Thursday, September 7, 2017

Hal yang mempengaruhi hukuman dalam islam

Ada bebarapa hal yang mempengaruhi hukuman dalam islam, yaitu:
1.    Menjalankan ketentuan syariat
Setiap manusia pasti tidak luput dari kesalahan tetapi ada faktor yang bisa meringankan suatu sangsi yang akan didapatkannya, salah satunya karena menjalankan ketentuan syariat islam, Allah telah menetapkan manusia sebagai khalifah, dan diantara khalifah-khalifah di dunia, ada yang yang diberi amanah untuk menjalankan syariat islam. misalnya seorang hakim, adalah khalifah yang terpilih untuk menjalankan syariah menetapkan dan menghukum bagi pelaku jarimah dalam islam.

- BAHAN:
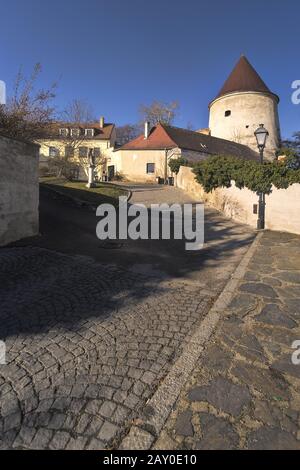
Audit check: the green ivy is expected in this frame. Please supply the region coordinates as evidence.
[193,155,300,194]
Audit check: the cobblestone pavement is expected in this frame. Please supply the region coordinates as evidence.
[158,232,300,449]
[0,247,211,449]
[0,183,253,449]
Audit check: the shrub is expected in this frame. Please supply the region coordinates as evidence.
[193,156,300,194]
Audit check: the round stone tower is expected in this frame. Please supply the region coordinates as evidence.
[209,56,280,159]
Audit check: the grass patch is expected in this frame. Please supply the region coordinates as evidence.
[40,177,127,205]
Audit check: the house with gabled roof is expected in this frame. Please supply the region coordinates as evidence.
[110,123,258,182]
[37,117,116,177]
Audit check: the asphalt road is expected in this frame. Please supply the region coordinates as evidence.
[14,185,254,290]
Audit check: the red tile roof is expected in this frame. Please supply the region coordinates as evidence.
[212,55,279,103]
[118,124,177,150]
[115,124,259,160]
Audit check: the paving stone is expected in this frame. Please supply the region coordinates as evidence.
[87,438,105,450]
[175,410,194,437]
[247,426,300,450]
[30,428,53,450]
[232,362,290,400]
[255,304,297,328]
[99,401,116,418]
[119,426,154,451]
[253,400,277,426]
[49,431,71,450]
[228,294,256,311]
[47,413,66,429]
[196,413,239,450]
[188,377,251,416]
[271,350,300,379]
[98,421,119,442]
[240,282,278,299]
[66,437,87,450]
[201,344,233,372]
[276,271,300,284]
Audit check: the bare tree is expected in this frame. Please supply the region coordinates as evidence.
[139,101,179,126]
[0,63,56,142]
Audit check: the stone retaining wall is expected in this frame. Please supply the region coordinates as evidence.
[176,167,300,234]
[0,135,39,246]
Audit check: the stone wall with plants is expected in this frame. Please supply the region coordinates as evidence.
[0,135,39,246]
[176,157,300,234]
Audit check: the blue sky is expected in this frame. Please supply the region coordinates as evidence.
[0,0,300,137]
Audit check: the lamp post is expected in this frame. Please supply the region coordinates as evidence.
[254,124,269,230]
[86,149,95,188]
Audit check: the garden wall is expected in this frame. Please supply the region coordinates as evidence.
[0,135,39,246]
[176,166,300,234]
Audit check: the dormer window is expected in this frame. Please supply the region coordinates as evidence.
[85,129,94,137]
[59,127,69,137]
[71,128,80,137]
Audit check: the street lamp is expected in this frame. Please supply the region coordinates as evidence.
[254,124,269,163]
[254,124,269,230]
[86,149,95,188]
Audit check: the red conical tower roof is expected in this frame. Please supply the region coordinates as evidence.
[216,55,278,102]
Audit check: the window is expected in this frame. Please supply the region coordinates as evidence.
[71,129,80,137]
[94,147,101,158]
[85,129,94,137]
[49,147,58,157]
[65,145,74,158]
[59,128,69,137]
[146,163,155,173]
[79,147,88,158]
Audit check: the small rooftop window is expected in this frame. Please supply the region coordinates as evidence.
[59,127,69,137]
[85,129,94,137]
[71,128,80,137]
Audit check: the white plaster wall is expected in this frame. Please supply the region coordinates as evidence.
[108,150,171,182]
[0,136,39,246]
[209,92,280,158]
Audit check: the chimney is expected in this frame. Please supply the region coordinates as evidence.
[144,121,150,139]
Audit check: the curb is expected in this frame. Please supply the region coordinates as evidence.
[40,183,132,212]
[119,232,263,450]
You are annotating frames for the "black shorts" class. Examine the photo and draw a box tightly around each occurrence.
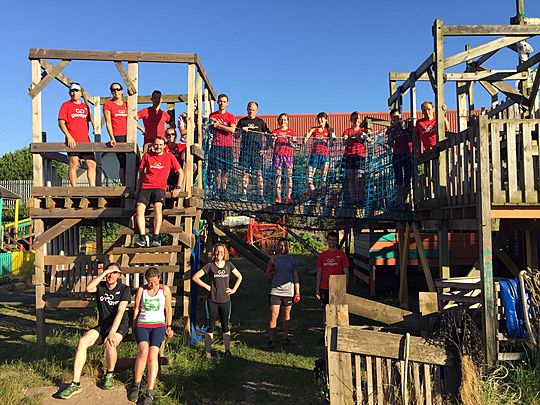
[68,152,96,160]
[238,151,262,171]
[114,135,126,169]
[208,145,234,173]
[268,294,293,307]
[319,288,330,307]
[137,188,165,207]
[345,155,366,173]
[92,322,129,344]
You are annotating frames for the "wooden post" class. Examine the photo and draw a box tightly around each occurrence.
[31,60,46,349]
[126,62,139,190]
[476,115,497,366]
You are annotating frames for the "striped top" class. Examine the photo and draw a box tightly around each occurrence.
[135,287,165,328]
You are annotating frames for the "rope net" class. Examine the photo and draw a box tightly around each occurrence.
[203,121,410,227]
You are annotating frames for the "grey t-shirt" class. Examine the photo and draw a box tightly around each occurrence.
[270,254,296,297]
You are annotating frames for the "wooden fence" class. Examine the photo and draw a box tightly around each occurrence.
[326,276,455,405]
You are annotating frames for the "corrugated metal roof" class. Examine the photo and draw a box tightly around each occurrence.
[232,110,472,136]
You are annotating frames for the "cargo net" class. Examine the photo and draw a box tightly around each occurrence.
[203,121,403,221]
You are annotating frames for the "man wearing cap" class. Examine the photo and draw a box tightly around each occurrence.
[58,83,96,187]
[59,263,131,399]
[135,90,174,151]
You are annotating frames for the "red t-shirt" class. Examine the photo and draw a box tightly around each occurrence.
[416,118,437,152]
[210,111,236,146]
[317,250,349,290]
[137,107,171,145]
[343,128,367,156]
[311,128,330,156]
[103,100,127,136]
[139,152,180,190]
[272,128,296,156]
[58,100,90,142]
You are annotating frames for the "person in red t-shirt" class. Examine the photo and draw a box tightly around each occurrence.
[58,83,96,187]
[208,94,236,196]
[305,112,336,200]
[343,111,371,206]
[386,108,412,205]
[135,138,184,247]
[315,231,349,305]
[103,82,127,186]
[272,113,296,204]
[415,101,449,155]
[135,90,174,151]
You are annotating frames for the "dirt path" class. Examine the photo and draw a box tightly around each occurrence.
[27,377,133,405]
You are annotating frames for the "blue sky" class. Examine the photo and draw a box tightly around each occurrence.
[0,0,540,154]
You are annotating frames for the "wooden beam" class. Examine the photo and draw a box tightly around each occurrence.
[34,218,81,249]
[28,60,70,98]
[114,61,137,96]
[442,36,530,69]
[30,142,135,153]
[28,48,196,63]
[443,24,540,37]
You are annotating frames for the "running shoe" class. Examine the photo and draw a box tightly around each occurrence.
[103,372,114,390]
[60,382,82,399]
[128,384,141,402]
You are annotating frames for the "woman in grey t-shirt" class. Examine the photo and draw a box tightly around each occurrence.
[266,238,300,350]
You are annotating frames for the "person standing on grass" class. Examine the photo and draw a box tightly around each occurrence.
[266,238,300,350]
[192,242,242,359]
[103,82,127,186]
[58,83,97,187]
[272,113,296,204]
[59,263,131,399]
[128,267,174,405]
[135,138,184,247]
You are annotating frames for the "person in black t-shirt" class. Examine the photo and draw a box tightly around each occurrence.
[192,242,242,359]
[59,263,131,399]
[236,101,270,201]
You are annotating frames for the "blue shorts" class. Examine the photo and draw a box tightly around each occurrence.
[308,154,330,169]
[135,326,166,347]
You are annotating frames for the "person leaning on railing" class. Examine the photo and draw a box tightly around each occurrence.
[58,83,96,187]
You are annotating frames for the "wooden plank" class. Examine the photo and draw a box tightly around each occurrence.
[443,25,540,37]
[30,142,135,153]
[337,326,456,365]
[28,60,70,98]
[326,304,354,405]
[441,36,530,68]
[34,218,81,249]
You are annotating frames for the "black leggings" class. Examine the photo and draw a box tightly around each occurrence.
[206,300,231,333]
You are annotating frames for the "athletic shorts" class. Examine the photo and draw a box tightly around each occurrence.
[92,322,129,344]
[114,135,126,169]
[137,188,165,207]
[133,326,166,347]
[268,294,293,307]
[272,155,293,169]
[308,153,330,169]
[238,151,262,171]
[208,145,234,173]
[344,155,366,173]
[319,288,330,307]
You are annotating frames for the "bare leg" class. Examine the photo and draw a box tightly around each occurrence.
[68,156,79,187]
[133,342,149,384]
[146,346,159,390]
[73,329,101,382]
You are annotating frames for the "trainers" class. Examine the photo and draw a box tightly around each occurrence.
[135,235,148,247]
[60,382,82,399]
[103,372,114,390]
[128,384,141,402]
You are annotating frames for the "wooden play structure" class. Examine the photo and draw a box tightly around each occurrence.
[29,49,216,346]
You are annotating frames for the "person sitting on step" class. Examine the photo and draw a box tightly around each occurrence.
[135,138,184,247]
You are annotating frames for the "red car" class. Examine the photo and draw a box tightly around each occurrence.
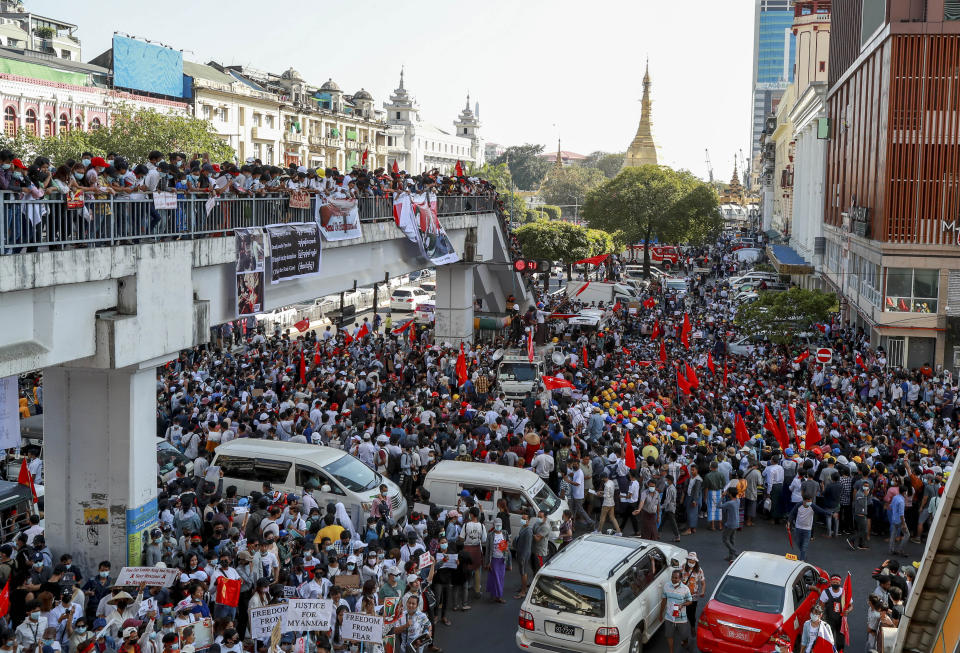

- TUGAS:
- 1) Menurut teks tentang hal yang mempengaruhi hukuman dalam Islam, siapa yang dijadikan contoh khalifah yang terpilih untuk menjalankan syariah?
- 2) Lanjutkan teks tentang hal yang mempengaruhi hukuman dalam Islam, mulai setelah kalimat terakhirnya.

- JAWABAN:
- 1) Seorang hakim.

- 2)
2.    Karena perintah jabatan
Islam mengajarkan pada umatnya untuk taat kepada ulil amri, apapun yang diperintahkan oleh ulil amri tentunya ada batasnya selama tidak melanggar syariat islam, dalam perintah jabatan ini, sesorang yang terpilih berkewajiban melakukan suatu printah jawaban, walaupun dalam kenyataanya perbuatan tersebut menyakiti orang lain. Misalnya seorang algojo yang menyambuk seorang pezina.  Tentunya perbuatan cambuk tersebut bukanlah kenginan algojo tetapi perintah jabatanya, atau perintah ulil amri.  tentunya perbuatan tersebut sesuai dengan firman dalam Al-quran yaitu:

يايّها الذّين امنوا اطيعواالله واطيعوا الرّسول واولي الامرمنكم [1]
3.    Keadaan terpaksa
Seseorang yang melakukan kejahatan dibawa paksaan atau pun ancaman dari orang lain, suatu paksaan tentunya adalah sesuatu tindakan atau perbuatan yang tidak dikehendaki. Menurut pernyataan Ibrahim Halabi unsur paksaan ada dua macam, yaitu pertama tidak ada kerelaan, artinya ada kecenderungan untuk meninggalkan suatu perbuatan. Kedua ketiadaan ikhtiyar (kemauan bebas), artinya tidak adanya kepuasan untuk berbuat sesuatu.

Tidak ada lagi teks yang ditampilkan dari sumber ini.